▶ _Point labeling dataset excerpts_
****************************************
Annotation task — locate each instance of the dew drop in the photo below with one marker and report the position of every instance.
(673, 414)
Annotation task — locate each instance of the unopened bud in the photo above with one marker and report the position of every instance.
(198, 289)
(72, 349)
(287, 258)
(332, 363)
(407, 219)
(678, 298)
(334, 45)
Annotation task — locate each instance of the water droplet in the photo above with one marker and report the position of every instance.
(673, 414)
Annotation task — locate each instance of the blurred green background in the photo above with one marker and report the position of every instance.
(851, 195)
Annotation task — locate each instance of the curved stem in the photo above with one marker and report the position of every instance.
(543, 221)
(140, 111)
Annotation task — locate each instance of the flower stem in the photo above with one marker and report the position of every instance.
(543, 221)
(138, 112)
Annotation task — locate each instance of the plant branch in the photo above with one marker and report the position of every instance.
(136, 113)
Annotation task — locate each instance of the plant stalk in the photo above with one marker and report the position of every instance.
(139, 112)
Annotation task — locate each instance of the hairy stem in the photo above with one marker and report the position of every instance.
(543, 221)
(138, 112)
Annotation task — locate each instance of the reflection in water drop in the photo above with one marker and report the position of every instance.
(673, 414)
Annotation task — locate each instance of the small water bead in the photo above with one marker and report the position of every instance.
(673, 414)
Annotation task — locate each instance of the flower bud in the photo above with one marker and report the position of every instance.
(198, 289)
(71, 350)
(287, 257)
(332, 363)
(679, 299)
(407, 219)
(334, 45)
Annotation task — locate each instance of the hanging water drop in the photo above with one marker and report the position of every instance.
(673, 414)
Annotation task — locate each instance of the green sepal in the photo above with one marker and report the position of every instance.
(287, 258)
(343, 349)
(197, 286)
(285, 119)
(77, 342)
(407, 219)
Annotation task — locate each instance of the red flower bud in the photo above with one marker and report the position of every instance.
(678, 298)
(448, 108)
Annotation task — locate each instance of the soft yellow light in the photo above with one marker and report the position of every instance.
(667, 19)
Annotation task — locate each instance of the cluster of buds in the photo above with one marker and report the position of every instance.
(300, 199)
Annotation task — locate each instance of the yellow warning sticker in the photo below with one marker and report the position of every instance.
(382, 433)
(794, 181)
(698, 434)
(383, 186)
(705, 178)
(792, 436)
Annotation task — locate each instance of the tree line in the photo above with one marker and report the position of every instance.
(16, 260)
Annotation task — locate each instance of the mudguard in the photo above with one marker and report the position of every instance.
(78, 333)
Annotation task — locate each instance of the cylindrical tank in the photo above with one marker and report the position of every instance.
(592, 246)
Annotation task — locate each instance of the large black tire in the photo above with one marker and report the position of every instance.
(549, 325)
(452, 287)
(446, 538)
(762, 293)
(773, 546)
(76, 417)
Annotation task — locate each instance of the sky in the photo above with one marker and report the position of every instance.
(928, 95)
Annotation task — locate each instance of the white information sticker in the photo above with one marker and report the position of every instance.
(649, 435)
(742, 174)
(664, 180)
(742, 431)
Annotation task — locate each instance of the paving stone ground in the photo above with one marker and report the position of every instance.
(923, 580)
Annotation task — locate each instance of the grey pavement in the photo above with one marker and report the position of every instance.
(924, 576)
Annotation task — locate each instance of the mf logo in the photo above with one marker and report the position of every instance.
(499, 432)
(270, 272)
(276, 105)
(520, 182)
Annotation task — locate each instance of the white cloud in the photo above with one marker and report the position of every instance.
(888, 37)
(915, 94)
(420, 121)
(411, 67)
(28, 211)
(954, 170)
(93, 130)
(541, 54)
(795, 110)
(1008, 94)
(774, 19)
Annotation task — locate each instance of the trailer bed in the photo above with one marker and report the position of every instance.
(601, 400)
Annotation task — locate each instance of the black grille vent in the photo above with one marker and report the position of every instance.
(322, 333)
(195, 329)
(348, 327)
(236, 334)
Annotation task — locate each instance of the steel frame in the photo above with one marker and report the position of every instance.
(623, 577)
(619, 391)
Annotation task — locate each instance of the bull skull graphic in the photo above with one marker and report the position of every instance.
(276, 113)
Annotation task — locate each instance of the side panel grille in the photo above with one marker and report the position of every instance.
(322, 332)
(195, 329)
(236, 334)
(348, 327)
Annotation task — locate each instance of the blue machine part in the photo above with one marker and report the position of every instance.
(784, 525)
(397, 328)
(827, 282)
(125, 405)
****************************************
Send back every record, precisely as written.

▶ _The reply_
Annotation task — locate each instance of the dew drop in the photo below with one marker and report the position of every instance.
(673, 414)
Annotation task — locate each instance of the unopened bud in the photo above with one marker and report the position of every instance.
(198, 289)
(72, 349)
(287, 258)
(332, 363)
(407, 219)
(678, 298)
(334, 45)
Annotation task — locate each instance of the water droplet in the photo above with one marker and report the position of every instance.
(673, 414)
Annotation task — locate each instance of the blurred green background in the photo above with one marker and report the position of every instance.
(851, 195)
Annotation task — locate each instance of the curved stem in the photo above with one marker and report the position of every instance.
(543, 221)
(140, 111)
Annotation task — locate each instance of the flower stem in the photo above with one marker and report the position of every instance.
(543, 221)
(138, 112)
Annotation task — locate each instance of the plant branch in the photo above with one marker and report the position of every instance.
(136, 113)
Annotation task — locate each instance of the plant stalk in the photo above with one marker and report the position of every instance.
(139, 112)
Annotation task — locate each instance of the hairy stem in the photo above with one marker and report the position of every instance.
(543, 221)
(138, 112)
Annotation task — locate each instance of the reflection in water drop in the photo above with one marker and report the position of every instance.
(673, 414)
Annotation task — locate each instance of the small water bead in the photo above with one marker and report the position of every instance.
(673, 414)
Annotation task — locate each instance of the flower bud in the photo above with one marker and report the position of every instance.
(198, 289)
(71, 350)
(287, 257)
(332, 363)
(679, 299)
(407, 219)
(334, 45)
Annotation task — locate each instance of the hanging water drop in the photo above with one marker and report the position of every instance.
(673, 414)
Annotation task — locate each instance of the green sepal in the photo above with one marker and report the position of every instance.
(287, 258)
(343, 349)
(197, 286)
(285, 119)
(77, 342)
(407, 219)
Annotation task — locate each instance of the red flower bud in the photo above with one marker and report the position of every instance.
(678, 298)
(448, 108)
Annotation task — locate each instance of the soft yellow light in the photo above with one marker and report the position of every instance.
(667, 19)
Annotation task — locate each instance of the cluster of buds in the photo above with one marker and report the position of every instance.
(300, 199)
Annotation task — locate each instance of the yellow warning sticker in the photo below with one marker and report the position of every instance.
(382, 433)
(794, 181)
(698, 434)
(383, 186)
(705, 178)
(792, 436)
Annotation task — locate each instance of the tree line in the photo above with one marker and report the position of every instance.
(16, 260)
Annotation task — locate each instance of the mudguard in the photo above with one marker and report the position of every instance.
(78, 333)
Annotation task — locate each instance of the cylindrical tank in the photo above with one marker and report the position of every instance.
(592, 246)
Annotation task — locate each instance of the large black tire in the photo above with one marker and report the position of every instance.
(549, 325)
(452, 287)
(446, 538)
(762, 293)
(773, 546)
(76, 417)
Annotation task — locate each instance of the sky in the photo above with one marker and report the position of every instance.
(928, 95)
Annotation task — locate each instance of the white information sticker in the photo above with one marker and report the position of every instance.
(649, 435)
(742, 174)
(664, 180)
(742, 431)
Annotation task — locate each instance of the paving stone ground in the photo above with one marker and report the position of every instance.
(923, 580)
Annotation task — locate each instance of the grey pavement in the photo above with one marker and report the position of every instance.
(924, 576)
Annotation task — locate each instance of the mf logo in the photo above with one marker and report the position of every instance.
(499, 432)
(270, 272)
(276, 105)
(520, 182)
Annotation task — locate each instance of the white cloud in the photo above with one marker and report the position of every instance.
(888, 37)
(915, 94)
(420, 121)
(411, 67)
(28, 211)
(954, 170)
(93, 130)
(541, 54)
(795, 110)
(1008, 94)
(774, 19)
Annotation task — locate each instance of the trailer bed in the photo above with one marker and report the position of every instance.
(601, 400)
Annotation task — locate each instance of the black grille vent in the photo above with one marker and report the position of every instance.
(322, 333)
(195, 329)
(348, 327)
(236, 334)
Annotation task — locate each instance of the steel frame in the photo above with one marker and report the position of every instance.
(623, 577)
(619, 391)
Annotation task — locate each instance of the bull skull graphic in the photo above with one marker and report the position of every instance.
(276, 113)
Annotation task — locate each instance of the side panel grille in the photo above with one marker and report the position of every instance.
(322, 332)
(195, 329)
(236, 334)
(348, 327)
Annotation task — locate each instance of the blue machine part in the photo above with one marker and report the position of every instance.
(784, 525)
(397, 328)
(827, 282)
(125, 405)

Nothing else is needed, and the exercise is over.